What the exercise asks :: Can you update the records from the line containing "Query: bare earth patch" through the end of the records, both ends included, by replacing "wicker" with "rattan" and leaving everything else unchanged? Give back only those lines.

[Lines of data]

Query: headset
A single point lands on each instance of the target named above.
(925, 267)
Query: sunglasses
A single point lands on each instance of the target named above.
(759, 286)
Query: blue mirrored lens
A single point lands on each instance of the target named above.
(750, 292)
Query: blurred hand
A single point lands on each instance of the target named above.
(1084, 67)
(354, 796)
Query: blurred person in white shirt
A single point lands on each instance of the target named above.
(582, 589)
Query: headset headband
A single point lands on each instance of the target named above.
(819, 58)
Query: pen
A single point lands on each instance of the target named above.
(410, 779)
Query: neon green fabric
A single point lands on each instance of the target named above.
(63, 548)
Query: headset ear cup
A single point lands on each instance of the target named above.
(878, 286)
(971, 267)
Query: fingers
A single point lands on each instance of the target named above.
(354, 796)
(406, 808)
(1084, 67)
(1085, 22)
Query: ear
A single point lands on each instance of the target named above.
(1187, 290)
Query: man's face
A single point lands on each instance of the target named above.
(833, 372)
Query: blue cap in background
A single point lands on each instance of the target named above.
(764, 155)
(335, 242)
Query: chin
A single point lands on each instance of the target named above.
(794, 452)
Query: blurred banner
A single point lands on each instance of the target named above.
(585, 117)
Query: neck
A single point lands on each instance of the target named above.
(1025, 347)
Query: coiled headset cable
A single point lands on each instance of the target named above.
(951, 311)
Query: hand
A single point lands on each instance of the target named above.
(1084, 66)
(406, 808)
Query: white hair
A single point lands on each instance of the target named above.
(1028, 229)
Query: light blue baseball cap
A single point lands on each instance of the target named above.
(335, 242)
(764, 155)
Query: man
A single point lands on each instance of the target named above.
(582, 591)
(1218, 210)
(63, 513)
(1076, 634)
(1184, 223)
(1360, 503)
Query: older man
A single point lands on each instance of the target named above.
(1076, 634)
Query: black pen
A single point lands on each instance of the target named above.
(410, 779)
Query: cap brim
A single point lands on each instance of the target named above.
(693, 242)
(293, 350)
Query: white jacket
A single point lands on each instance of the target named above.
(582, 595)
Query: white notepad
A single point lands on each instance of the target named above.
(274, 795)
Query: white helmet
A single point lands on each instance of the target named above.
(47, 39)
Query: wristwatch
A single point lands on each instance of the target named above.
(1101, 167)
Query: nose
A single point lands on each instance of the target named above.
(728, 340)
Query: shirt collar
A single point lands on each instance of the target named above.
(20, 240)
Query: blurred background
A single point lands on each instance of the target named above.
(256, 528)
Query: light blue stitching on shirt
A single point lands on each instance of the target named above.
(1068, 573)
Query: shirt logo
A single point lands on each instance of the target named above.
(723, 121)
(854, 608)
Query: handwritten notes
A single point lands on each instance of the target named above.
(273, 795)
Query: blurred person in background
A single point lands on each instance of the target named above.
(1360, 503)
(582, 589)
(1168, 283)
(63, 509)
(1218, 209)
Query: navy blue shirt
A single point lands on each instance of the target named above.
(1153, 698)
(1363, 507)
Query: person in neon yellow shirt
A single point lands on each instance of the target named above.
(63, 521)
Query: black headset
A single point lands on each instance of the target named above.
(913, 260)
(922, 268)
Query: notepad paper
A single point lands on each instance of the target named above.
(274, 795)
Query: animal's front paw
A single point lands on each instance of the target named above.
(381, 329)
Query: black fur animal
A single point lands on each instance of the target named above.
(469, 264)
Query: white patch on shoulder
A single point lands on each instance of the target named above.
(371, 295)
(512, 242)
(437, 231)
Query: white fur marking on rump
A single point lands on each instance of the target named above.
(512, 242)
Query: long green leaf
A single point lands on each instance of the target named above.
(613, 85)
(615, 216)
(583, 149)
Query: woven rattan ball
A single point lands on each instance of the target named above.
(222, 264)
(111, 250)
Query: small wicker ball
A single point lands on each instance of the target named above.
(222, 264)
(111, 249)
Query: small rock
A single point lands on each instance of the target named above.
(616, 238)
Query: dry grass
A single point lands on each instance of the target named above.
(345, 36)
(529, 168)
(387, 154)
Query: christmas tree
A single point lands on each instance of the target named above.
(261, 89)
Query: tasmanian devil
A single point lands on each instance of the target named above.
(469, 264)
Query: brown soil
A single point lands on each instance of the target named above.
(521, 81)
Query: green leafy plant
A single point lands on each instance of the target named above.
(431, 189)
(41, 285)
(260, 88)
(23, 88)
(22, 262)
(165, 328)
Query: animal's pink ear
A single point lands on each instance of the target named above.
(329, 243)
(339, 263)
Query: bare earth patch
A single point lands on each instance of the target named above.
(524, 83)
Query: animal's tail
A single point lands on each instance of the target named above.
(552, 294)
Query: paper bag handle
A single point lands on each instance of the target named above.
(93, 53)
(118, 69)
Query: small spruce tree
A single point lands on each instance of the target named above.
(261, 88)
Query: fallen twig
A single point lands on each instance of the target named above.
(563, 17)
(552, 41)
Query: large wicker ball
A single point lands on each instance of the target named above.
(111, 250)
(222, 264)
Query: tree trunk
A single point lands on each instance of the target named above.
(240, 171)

Written reply ::
Query: bare earth patch
A single point lands on each instance of the target named above.
(524, 83)
Query: animal's tail
A single point lands on each instance of the target named above.
(552, 294)
Query: paper bag handle
A single point lands on each instance of the target named above.
(93, 53)
(118, 69)
Query: small spruce tree
A single point lands on each instance of the target named above.
(261, 88)
Query: fallen twig
A single point lands on each instance of the target named above.
(563, 17)
(552, 41)
Query: large rattan ball
A single point lands on each instance of the target named above.
(111, 250)
(222, 264)
Query: tree trunk
A single point lands on each instance of the target named above.
(240, 171)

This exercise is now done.